Required task
Nothing other than the lines from the one containing "the boat deck?" through the close of the entries below should be printed, each exactly.

Data listing

## start

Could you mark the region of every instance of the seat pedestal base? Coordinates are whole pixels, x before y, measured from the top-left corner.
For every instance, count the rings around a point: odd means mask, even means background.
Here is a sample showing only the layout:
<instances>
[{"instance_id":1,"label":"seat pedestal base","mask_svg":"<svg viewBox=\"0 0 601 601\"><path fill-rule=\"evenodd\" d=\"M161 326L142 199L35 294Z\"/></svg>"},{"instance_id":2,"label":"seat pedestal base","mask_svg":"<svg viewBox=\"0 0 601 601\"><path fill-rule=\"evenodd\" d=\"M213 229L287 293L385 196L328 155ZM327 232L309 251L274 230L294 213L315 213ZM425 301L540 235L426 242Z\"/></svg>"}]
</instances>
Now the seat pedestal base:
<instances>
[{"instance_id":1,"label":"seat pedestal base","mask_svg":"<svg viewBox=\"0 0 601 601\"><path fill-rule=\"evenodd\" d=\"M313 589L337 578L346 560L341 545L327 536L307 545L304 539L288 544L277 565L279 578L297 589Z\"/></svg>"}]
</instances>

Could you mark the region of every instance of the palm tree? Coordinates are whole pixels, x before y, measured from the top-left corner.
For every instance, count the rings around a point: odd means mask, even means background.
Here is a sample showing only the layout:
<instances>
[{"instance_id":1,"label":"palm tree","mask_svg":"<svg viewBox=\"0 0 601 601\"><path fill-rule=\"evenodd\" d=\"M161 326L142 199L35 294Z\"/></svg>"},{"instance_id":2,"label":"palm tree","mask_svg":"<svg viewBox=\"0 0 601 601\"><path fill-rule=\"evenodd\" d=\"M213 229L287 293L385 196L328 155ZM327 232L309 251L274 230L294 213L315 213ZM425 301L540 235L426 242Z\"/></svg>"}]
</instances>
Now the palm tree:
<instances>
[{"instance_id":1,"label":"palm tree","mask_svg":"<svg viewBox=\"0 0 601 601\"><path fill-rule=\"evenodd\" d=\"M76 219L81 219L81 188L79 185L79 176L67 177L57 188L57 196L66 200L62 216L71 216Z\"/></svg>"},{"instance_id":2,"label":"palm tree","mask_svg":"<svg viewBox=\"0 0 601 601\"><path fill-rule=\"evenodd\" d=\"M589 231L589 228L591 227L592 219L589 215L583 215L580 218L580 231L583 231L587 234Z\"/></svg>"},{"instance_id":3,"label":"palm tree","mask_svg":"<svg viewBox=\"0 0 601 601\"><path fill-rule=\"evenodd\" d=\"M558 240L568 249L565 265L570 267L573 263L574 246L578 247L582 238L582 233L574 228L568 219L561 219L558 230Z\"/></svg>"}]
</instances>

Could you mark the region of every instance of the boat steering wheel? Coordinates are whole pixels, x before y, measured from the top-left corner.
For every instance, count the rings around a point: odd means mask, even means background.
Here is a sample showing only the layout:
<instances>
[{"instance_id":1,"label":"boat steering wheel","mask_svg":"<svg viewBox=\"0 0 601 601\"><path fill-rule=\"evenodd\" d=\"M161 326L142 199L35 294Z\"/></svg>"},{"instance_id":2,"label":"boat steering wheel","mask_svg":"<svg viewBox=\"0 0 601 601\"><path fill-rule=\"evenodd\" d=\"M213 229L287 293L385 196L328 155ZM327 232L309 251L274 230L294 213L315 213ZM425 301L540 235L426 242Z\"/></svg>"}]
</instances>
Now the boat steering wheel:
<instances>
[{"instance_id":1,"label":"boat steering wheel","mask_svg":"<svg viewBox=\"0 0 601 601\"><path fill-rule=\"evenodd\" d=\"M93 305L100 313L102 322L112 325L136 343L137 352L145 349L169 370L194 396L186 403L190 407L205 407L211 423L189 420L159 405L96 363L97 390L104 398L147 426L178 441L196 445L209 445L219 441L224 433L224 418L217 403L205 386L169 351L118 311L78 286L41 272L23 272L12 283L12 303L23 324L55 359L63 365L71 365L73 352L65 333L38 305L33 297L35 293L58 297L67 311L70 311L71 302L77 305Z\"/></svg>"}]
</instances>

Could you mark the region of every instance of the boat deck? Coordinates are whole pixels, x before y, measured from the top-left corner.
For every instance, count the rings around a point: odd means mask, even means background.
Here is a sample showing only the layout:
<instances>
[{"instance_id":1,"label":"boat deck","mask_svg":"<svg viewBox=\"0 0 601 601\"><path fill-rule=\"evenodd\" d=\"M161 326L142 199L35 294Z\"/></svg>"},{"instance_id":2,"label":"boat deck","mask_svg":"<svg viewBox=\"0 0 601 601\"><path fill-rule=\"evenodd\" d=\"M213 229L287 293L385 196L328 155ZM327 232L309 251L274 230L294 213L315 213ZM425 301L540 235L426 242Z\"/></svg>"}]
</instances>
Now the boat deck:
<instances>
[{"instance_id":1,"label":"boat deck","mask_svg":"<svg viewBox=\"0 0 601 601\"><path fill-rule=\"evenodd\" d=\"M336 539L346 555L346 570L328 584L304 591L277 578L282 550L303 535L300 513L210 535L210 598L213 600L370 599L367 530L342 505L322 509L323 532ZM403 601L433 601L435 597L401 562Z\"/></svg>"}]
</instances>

## end

In response
Could you mark the region of every instance of the boat deck? Coordinates are whole pixels, x before y, measured from the top-left corner.
For every instance, count the rings around a point: odd means mask, even means background.
Here is a sample showing only the layout:
<instances>
[{"instance_id":1,"label":"boat deck","mask_svg":"<svg viewBox=\"0 0 601 601\"><path fill-rule=\"evenodd\" d=\"M161 326L142 199L35 294Z\"/></svg>"},{"instance_id":2,"label":"boat deck","mask_svg":"<svg viewBox=\"0 0 601 601\"><path fill-rule=\"evenodd\" d=\"M213 229L287 293L385 196L328 155ZM327 232L309 251L274 230L294 213L315 213ZM425 301L540 235L426 242Z\"/></svg>"}]
</instances>
Now the boat deck:
<instances>
[{"instance_id":1,"label":"boat deck","mask_svg":"<svg viewBox=\"0 0 601 601\"><path fill-rule=\"evenodd\" d=\"M336 539L346 555L346 570L328 584L304 591L277 578L282 550L303 535L300 513L210 535L210 598L213 600L370 599L367 530L342 505L322 509L323 532ZM403 601L433 601L435 597L401 562Z\"/></svg>"}]
</instances>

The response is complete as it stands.